* **Exercise instructions**
1/ Say whether each statement agrees with the text about Danny Messer below: (a) Danny's badge number is 9104. (b) Louie is Danny's younger brother. (c) Mac takes Danny's badge away for good. Answer each with yes or no and the deciding words from the text, quoted exactly.
2/ Carry on the text about Danny Messer below, starting after its last sentence.

Detective Daniel "Danny" Messer is a fictional character on the CBS crime drama series CSI: NY, portrayed by actor Carmine Giovinazzo.

Background
It has been implied that Danny grew up on Staten Island, New York (like the actor), in a family of law enforcers and law breakers (as is suggested in the episode "Tanglewood") of Italian origin. As a result, he formed his own set of hybrid ethics, seeking justice where it can be found. His badge number is "9104".

Though very little is known about the Messer family, Danny openly admits that he has had a rocky relationship with his older brother, Louie. Despite the strained relationship, Danny would come to lend money to Louie on more than one occasion (episode 211, "Trapped"). It is later learned that the brothers' relationship was permanently scarred by the events of a single night in 1991. After promising to take Danny to Atlantic City with some of his friends, the group stopped off at Giants stadium where Louie and two others began to severely beat a drug dealer, telling him it was an initiation into the Tanglewood Boys gang. When Danny protested, Louie called him a disgrace and told him to leave. It was later revealed that Louie deliberately sent Danny away to prevent any involvement in the subsequent murder of that drug dealer (episode 220, "Run Silent, Run Deep"). Due to Danny's DNA appearing on an old cigarette butt at the crime scene, Mac is forced to temporarily revoke Danny's badge until Danny is proven innocent.  Though hurt, Danny understood why and obliges without complaint. The cold case is eventually solved, but Louie is beaten into a coma by the remaining members of the Tanglewood Boys.  Danny is shown explaining that he finally understands Louie's actions. Later, Danny tearfully admits his grief and remorse to Mac.

* **Source information**
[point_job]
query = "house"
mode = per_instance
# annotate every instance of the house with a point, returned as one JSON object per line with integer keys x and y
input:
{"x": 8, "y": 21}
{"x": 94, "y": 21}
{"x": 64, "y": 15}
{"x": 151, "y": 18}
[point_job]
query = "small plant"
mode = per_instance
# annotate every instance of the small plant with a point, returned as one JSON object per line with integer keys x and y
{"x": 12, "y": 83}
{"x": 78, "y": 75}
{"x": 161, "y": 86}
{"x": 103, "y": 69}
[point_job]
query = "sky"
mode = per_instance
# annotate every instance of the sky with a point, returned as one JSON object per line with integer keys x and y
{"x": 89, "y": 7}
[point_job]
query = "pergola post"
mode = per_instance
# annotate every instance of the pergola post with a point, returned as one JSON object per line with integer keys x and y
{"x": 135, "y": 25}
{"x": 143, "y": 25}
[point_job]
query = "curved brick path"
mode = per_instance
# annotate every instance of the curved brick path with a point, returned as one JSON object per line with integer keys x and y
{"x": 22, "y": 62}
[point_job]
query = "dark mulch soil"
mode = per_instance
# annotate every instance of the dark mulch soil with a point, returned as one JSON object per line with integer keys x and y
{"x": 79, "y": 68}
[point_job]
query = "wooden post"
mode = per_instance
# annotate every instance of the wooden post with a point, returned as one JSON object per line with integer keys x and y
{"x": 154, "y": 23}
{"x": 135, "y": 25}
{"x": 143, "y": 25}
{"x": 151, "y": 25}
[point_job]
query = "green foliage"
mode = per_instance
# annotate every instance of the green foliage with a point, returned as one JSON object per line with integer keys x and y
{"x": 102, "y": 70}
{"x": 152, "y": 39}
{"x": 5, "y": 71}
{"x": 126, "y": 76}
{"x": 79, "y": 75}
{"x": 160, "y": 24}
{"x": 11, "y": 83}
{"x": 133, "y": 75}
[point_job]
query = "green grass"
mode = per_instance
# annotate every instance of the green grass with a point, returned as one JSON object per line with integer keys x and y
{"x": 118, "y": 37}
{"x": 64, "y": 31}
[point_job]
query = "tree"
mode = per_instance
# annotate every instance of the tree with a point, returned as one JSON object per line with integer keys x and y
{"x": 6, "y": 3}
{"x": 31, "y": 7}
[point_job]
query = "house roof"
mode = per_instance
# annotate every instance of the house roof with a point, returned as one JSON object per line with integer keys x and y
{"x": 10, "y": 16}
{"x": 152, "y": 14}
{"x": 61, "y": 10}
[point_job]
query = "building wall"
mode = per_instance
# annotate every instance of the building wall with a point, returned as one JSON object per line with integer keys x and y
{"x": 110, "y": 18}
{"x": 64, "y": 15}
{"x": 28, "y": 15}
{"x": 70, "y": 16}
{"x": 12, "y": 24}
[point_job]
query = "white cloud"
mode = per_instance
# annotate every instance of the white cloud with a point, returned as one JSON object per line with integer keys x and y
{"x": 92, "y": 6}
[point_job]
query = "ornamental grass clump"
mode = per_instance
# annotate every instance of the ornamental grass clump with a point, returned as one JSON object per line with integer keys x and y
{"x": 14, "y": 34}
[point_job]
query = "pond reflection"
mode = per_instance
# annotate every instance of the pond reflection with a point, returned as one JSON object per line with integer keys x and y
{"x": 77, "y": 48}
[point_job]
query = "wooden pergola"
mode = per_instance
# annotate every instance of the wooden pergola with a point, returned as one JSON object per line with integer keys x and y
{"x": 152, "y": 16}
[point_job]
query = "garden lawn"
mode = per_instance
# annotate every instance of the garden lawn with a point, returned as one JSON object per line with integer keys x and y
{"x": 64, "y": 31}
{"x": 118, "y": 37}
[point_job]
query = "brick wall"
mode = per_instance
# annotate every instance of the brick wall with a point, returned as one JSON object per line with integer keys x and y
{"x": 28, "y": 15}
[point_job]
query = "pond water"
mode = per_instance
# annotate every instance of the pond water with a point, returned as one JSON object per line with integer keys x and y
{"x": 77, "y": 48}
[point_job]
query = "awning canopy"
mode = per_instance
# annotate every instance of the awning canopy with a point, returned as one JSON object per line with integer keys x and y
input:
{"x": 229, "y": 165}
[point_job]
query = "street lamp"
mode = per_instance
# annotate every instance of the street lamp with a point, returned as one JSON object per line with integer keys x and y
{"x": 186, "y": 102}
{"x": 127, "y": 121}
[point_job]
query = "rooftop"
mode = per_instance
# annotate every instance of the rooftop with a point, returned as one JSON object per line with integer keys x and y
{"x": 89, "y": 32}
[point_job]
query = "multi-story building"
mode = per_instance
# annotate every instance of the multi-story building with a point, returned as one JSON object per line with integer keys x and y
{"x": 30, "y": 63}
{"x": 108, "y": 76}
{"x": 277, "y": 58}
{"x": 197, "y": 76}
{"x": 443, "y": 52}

* **Exercise answers**
1/
(a) Yes: "His badge number is "9104"."
(b) No: "his older brother, Louie"
(c) No: "Mac is forced to temporarily revoke Danny's badge until Danny is proven innocent."

2/
Although Danny and his older brother grew apart in their teenage years, it can be said that they were close as children, since Danny fondly recalls rowing in "the bay" with his brother in their grandfather's boat to dive for bottles (episode 402, "The Deep"). He goes on to say that on one occasion their boat drifted into the harbor, and they were taken home by the Coast Guard, much to the dismay of their mother who, in turn, didn't speak much to her youngest son for a week thereafter; he describes it as "the quietest week ever."

After breaking his wrist in a fight as a young man, Danny left his growing baseball career, and entered the NYPD Police Academy, graduating first in his class (episode 122, "The Closer").  Despite this, because of his volatile personality, and possibly his history on the sidelines of the Tanglewood Boys gang, he was considered a bad fit for the CSI lab, and Lab Supervisor Mac Taylor was strongly cautioned not to hire him.  Mac's decision to take him on is an honor and a responsibility that Danny attempts to live up to each day.

In "The Party's Over," Danny tells Stella that he comes from a family of cops, though the details of this are left unclear.

In the season 6 premiere, Danny was shown seriously injured after a drive-by shootout that ended the season 5 finale.  He used a wheelchair for the first four episodes of season six, and the implication was that he had used it all summer long.  His wife and fellow CSI, Lindsay Monroe, maintained a steadfast belief that he would teach their daughter to play baseball and dance at her wedding, and was proven at least probably correct.  By the fourth episode, he was taking physical therapy. By the fifth episode, he was walking again, albeit with the aid of a cane.  Later episodes show Danny to be walking normally, though occasionally affected by fatigue and stress.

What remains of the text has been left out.